▶ **To be done**
• a. List every post date and time that appears in the Lenny Conundrum 221 thread.
• b. Update the records from the line that has "Exercise. Point to the clasped" through the end of the records, replacing "bicycle" with "bike" and leaving everything else unchanged.

— begin Supplied passage —

Lenny Conundrum 221
Fri Jul 06, 2007 2:21 am
A Two Hundred Dubloon Coin is unique in that the outer edge is gold while the inside is silver. Assuming both sides of the coin are identical, and a line tangent to the inner circle is 23 mm from edge to edge of the coin, and excluding the edge of the coin in the calculation, what is the surface area of gold on the coin, in square millimetres? Please round up to the nearest square millimetre.
Well...back to maths.
Anyway, I believe that they've assumed that the outer and inner 'ring/circle' are concentric.
Re: Lenny Conundrum 221
Fri Jul 06, 2007 4:30 pm
Actually, all you REALLY need to know is:
Re: Lenny Conundrum 221
Fri Jul 06, 2007 5:27 pm
chibis223 wrote:Actually, all you REALLY need to know is:
That's so fundamental though... :p.
It would seem to me that you need to do some pixel measurements to determine a few numbers you need anyway. Or else I missed a key point.
Re: Lenny Conundrum 221
Sat Jul 07, 2007 4:11 am
This question makes me groan only because it's been a few years since I've been in any math related classes and I could have easily answered this question if I were just a bit younger. Bah.
Re: Lenny Conundrum 221
Sat Jul 07, 2007 10:34 am
I accidentally multiplied my answer by two, because I forgot I already doubled the values to consider both sides, so my final answer is definitely wrong. Pfft, what a waste of a LC I actually understood.

— end Supplied passage —
— begin Data supplied —

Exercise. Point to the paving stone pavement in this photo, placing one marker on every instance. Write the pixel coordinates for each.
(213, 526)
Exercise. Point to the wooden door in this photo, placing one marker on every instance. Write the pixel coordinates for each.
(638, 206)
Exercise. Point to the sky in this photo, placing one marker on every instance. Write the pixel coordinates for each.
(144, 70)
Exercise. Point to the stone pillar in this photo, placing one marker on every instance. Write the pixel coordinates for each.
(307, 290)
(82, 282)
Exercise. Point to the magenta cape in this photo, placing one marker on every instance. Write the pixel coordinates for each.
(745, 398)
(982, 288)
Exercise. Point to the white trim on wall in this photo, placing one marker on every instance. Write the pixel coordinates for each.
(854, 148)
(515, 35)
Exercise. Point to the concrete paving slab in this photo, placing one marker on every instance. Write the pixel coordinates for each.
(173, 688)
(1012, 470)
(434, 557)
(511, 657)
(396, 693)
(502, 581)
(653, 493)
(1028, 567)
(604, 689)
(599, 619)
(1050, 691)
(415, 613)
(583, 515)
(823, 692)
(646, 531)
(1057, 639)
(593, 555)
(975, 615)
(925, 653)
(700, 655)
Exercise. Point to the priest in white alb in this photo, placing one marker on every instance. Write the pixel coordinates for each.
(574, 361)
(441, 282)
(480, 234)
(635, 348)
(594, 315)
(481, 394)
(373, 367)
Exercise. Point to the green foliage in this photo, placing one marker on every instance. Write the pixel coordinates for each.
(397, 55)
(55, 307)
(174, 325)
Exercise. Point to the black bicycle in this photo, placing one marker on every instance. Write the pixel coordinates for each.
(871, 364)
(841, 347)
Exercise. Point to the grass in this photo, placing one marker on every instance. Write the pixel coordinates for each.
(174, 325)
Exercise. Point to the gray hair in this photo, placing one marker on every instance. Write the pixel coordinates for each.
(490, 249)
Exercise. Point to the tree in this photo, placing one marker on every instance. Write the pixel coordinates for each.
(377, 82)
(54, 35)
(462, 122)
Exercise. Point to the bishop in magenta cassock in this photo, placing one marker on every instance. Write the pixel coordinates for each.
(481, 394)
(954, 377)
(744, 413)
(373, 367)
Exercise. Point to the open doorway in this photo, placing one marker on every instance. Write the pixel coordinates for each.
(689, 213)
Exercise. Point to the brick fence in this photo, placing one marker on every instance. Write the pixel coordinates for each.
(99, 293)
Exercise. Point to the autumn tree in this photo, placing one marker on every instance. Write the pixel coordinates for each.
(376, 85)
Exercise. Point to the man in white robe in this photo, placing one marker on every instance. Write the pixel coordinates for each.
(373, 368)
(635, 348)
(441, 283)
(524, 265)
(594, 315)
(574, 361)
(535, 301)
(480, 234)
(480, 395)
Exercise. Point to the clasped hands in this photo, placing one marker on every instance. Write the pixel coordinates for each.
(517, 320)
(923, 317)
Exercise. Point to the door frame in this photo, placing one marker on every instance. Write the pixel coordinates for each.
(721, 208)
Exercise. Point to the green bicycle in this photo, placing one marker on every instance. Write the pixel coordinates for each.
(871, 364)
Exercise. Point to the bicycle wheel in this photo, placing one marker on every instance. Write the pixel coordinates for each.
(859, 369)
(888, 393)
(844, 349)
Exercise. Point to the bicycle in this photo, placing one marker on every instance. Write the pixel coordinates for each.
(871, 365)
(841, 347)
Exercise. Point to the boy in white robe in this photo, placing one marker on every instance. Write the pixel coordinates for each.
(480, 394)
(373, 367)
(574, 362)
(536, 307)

— end Data supplied —

▶ **Expected answers**
• a.
Fri Jul 06, 2007 2:21 am
Fri Jul 06, 2007 4:30 pm
Fri Jul 06, 2007 5:27 pm
Sat Jul 07, 2007 4:11 am
Sat Jul 07, 2007 10:34 am

• b.
Exercise. Point to the clasped hands in this photo, placing one marker on every instance. Write the pixel coordinates for each.
(517, 320)
(923, 317)
Exercise. Point to the door frame in this photo, placing one marker on every instance. Write the pixel coordinates for each.
(721, 208)
Exercise. Point to the green bike in this photo, placing one marker on every instance. Write the pixel coordinates for each.
(871, 364)
Exercise. Point to the bike wheel in this photo, placing one marker on every instance. Write the pixel coordinates for each.
(859, 369)
(888, 393)
(844, 349)
Exercise. Point to the bike in this photo, placing one marker on every instance. Write the pixel coordinates for each.
(871, 365)
(841, 347)
Exercise. Point to the boy in white robe in this photo, placing one marker on every instance. Write the pixel coordinates for each.
(480, 394)
(373, 367)
(574, 362)
(536, 307)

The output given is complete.